- _Work request_
Each line holding the word "below" must appear in the answer, copied from the entries.

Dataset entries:
● ● ● ● ● ● ●
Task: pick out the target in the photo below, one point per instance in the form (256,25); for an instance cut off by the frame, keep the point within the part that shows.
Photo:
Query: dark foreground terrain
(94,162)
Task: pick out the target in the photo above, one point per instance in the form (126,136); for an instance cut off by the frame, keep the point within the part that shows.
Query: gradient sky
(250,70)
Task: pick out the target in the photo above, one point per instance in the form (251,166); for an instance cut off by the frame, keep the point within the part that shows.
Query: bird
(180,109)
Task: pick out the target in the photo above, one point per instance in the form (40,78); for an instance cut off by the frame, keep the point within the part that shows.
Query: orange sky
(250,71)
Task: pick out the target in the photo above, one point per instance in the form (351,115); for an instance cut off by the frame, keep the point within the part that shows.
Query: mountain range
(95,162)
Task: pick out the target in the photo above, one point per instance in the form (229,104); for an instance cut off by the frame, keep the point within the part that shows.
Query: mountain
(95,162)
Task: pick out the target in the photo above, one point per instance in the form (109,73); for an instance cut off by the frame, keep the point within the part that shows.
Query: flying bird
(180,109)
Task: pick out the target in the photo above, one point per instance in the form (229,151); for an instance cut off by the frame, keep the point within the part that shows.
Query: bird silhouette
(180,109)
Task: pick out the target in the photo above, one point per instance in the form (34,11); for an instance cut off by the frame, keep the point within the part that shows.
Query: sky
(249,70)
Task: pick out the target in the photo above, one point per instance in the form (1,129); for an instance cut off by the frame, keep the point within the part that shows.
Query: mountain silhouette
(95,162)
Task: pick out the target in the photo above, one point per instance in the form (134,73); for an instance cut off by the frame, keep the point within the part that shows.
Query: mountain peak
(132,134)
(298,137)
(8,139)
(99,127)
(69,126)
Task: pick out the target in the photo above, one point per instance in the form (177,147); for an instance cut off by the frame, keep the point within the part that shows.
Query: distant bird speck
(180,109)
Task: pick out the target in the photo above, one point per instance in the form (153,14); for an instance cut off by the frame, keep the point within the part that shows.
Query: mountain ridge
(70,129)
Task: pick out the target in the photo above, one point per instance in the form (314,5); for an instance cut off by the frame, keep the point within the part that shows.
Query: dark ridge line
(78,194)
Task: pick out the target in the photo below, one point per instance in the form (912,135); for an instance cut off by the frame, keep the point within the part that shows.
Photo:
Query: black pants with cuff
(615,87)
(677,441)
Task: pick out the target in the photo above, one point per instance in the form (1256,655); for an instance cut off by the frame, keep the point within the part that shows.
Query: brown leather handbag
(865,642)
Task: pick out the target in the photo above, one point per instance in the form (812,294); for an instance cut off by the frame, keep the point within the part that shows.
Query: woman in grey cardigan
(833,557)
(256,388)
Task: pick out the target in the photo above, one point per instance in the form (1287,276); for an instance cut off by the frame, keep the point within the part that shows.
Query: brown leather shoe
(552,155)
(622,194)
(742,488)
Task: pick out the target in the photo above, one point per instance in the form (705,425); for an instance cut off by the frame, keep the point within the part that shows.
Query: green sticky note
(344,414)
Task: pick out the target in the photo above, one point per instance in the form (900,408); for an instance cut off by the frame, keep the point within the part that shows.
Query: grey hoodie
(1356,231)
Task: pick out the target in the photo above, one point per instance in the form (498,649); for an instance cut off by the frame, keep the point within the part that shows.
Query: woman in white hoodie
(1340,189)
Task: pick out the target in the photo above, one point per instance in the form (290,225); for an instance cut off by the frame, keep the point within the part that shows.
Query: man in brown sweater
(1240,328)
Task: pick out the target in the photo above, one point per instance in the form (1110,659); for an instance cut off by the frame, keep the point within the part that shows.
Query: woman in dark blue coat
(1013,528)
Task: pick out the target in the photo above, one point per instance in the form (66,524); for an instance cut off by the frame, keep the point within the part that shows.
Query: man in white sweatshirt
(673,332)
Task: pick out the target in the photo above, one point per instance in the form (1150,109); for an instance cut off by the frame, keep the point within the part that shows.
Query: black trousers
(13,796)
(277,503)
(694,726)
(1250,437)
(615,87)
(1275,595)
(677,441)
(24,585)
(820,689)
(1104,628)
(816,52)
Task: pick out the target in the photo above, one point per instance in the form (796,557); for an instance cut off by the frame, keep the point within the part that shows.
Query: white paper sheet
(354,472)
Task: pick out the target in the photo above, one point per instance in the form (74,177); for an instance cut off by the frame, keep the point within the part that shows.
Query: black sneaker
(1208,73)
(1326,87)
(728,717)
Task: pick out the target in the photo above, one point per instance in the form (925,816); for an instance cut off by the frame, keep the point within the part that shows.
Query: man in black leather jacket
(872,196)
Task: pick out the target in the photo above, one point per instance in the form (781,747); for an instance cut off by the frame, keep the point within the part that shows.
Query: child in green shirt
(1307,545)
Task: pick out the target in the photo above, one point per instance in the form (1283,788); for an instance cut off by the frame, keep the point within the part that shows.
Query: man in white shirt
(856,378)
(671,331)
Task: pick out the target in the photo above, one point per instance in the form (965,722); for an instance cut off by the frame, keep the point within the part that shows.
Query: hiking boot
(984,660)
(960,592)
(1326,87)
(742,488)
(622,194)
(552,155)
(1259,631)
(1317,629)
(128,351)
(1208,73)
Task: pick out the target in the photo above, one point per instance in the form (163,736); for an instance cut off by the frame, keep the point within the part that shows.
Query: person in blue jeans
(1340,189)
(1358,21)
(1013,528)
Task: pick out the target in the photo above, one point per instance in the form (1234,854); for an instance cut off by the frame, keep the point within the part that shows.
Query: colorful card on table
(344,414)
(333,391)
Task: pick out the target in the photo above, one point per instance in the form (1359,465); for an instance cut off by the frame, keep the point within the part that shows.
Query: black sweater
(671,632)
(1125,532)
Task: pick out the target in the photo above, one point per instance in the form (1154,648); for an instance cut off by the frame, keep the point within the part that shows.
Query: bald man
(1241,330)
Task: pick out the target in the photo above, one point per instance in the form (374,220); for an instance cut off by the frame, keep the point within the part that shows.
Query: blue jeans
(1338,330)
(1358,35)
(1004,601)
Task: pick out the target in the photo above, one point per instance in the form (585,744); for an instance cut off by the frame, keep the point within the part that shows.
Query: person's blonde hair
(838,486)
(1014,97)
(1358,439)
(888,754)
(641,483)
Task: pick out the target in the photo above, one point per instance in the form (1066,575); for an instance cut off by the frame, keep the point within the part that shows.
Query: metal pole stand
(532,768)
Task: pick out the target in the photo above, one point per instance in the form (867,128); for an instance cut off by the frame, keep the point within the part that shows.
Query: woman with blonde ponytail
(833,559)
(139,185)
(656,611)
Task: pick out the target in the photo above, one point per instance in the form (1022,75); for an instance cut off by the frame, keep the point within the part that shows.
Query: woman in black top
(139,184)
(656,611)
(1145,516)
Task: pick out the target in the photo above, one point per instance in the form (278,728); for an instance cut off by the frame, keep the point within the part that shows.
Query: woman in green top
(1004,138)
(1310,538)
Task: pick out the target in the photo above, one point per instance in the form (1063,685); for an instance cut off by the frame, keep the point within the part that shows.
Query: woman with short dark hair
● ● ● ● ● ● ●
- _Exercise solution_
Task: pick out the target in the photo below, one point per instance in the form (256,25); for an instance cut off by the frame, keep the point within the part that shows.
Task: pick out the target in the photo below, one point per instance in the form (912,135); for an instance cut off by the frame, keep the point within the part that shows.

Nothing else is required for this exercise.